▶ [WHAT YOU HAVE TO DO]
Copy word for word each line from the one that has "</instance>" to the last line of the records, with no other lines.
---------- INFORMATION SHOWN ----------
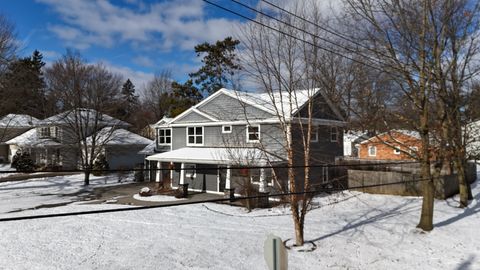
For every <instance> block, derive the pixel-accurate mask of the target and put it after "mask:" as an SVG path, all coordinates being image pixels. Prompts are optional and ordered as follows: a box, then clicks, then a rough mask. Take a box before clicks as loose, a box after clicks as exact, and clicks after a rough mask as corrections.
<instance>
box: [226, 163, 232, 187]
mask: <svg viewBox="0 0 480 270" xmlns="http://www.w3.org/2000/svg"><path fill="white" fill-rule="evenodd" d="M231 177H232V170H230V165H227V175H226V176H225V189H230V188H231V187H230V178H231Z"/></svg>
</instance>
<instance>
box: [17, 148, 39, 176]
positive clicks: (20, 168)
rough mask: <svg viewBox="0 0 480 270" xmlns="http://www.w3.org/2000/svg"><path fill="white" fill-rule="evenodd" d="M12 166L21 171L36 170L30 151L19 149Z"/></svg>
----------
▶ [SOLUTION TO THE PROBLEM]
</instance>
<instance>
box: [17, 148, 39, 176]
positive clicks: (20, 168)
rough mask: <svg viewBox="0 0 480 270" xmlns="http://www.w3.org/2000/svg"><path fill="white" fill-rule="evenodd" d="M12 166L21 171L36 170L30 151L19 149Z"/></svg>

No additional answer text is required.